▶ **Your objective**: Begin with the line that contains "det: window" and transcribe each line after it, up to and including the last line of the listing below.

Rows from a box labeling dataset:
──────────
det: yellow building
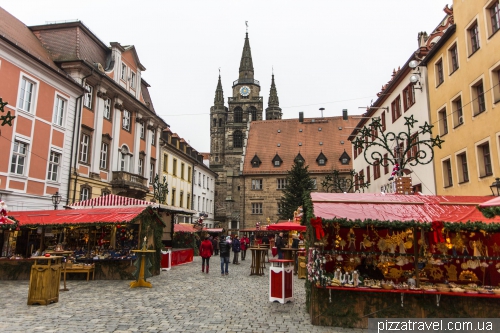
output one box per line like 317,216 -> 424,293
421,0 -> 500,195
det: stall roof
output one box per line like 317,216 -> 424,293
68,194 -> 197,215
9,207 -> 163,227
311,193 -> 500,223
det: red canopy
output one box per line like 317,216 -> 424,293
267,222 -> 306,232
311,193 -> 500,223
9,207 -> 163,227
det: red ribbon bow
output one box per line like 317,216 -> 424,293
311,217 -> 325,239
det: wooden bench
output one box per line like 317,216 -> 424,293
61,265 -> 95,281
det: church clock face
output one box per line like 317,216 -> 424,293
240,86 -> 250,97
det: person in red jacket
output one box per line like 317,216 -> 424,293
200,236 -> 214,274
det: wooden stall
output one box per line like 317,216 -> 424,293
305,193 -> 500,328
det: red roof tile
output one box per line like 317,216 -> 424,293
243,116 -> 359,174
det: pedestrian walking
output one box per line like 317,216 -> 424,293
212,236 -> 219,256
240,235 -> 250,261
232,235 -> 241,265
200,236 -> 214,274
219,236 -> 231,276
276,232 -> 285,259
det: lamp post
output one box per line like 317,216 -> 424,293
490,178 -> 500,197
52,192 -> 61,210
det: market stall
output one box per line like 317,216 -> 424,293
306,193 -> 500,328
0,207 -> 165,279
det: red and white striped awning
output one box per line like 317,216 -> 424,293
70,194 -> 153,208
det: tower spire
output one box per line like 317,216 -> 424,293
239,32 -> 253,79
214,68 -> 224,106
266,73 -> 283,120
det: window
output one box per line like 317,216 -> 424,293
233,131 -> 243,148
99,142 -> 109,170
373,160 -> 380,179
436,59 -> 444,86
172,158 -> 177,176
80,133 -> 90,164
138,158 -> 144,176
234,107 -> 243,123
438,108 -> 448,136
252,179 -> 262,190
47,151 -> 61,182
384,153 -> 389,175
103,98 -> 111,120
54,96 -> 66,126
80,186 -> 92,201
130,72 -> 135,89
18,77 -> 35,112
149,161 -> 155,184
457,152 -> 469,183
252,202 -> 262,214
276,178 -> 288,190
122,110 -> 130,131
121,63 -> 127,81
491,66 -> 500,104
467,22 -> 480,56
139,122 -> 144,140
448,44 -> 458,75
451,97 -> 464,127
443,159 -> 453,187
488,0 -> 500,35
83,83 -> 94,109
391,95 -> 401,122
472,80 -> 486,116
477,142 -> 493,177
402,83 -> 415,111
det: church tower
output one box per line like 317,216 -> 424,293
210,32 -> 264,229
266,74 -> 283,120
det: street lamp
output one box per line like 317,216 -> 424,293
52,192 -> 61,209
490,178 -> 500,197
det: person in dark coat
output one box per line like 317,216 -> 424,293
219,236 -> 231,276
200,236 -> 214,274
232,235 -> 241,265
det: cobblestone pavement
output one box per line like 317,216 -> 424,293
0,256 -> 368,333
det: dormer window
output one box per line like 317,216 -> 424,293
──────────
▶ **Exercise answer**:
det: window
output one box per line like 317,216 -> 424,293
233,131 -> 243,148
99,142 -> 109,170
373,160 -> 380,179
436,59 -> 444,86
172,158 -> 177,176
80,133 -> 90,164
138,158 -> 144,176
234,107 -> 243,123
438,108 -> 448,136
252,179 -> 262,190
47,151 -> 61,182
384,153 -> 389,175
103,98 -> 111,120
54,96 -> 66,126
80,186 -> 92,201
130,72 -> 135,89
18,77 -> 35,112
149,161 -> 155,184
457,152 -> 469,183
252,202 -> 262,214
276,178 -> 288,190
122,110 -> 130,131
121,63 -> 127,81
491,66 -> 500,104
467,22 -> 480,56
139,122 -> 144,140
448,44 -> 458,75
451,97 -> 464,127
443,159 -> 453,187
488,0 -> 500,35
83,83 -> 94,109
391,95 -> 401,122
472,80 -> 486,116
477,142 -> 493,177
402,83 -> 415,111
det: church tower
output one box per line like 317,216 -> 424,293
210,32 -> 264,229
266,74 -> 283,120
det: street lamp
output one box per line like 317,216 -> 424,293
52,192 -> 61,209
490,178 -> 500,197
det: person in dark coat
output one box per line like 317,216 -> 424,293
219,236 -> 231,276
200,236 -> 214,274
232,235 -> 241,265
det: cobblestone pavement
output one box per line like 317,216 -> 424,293
0,256 -> 368,333
det: dormer window
output one box per line like 317,216 -> 424,293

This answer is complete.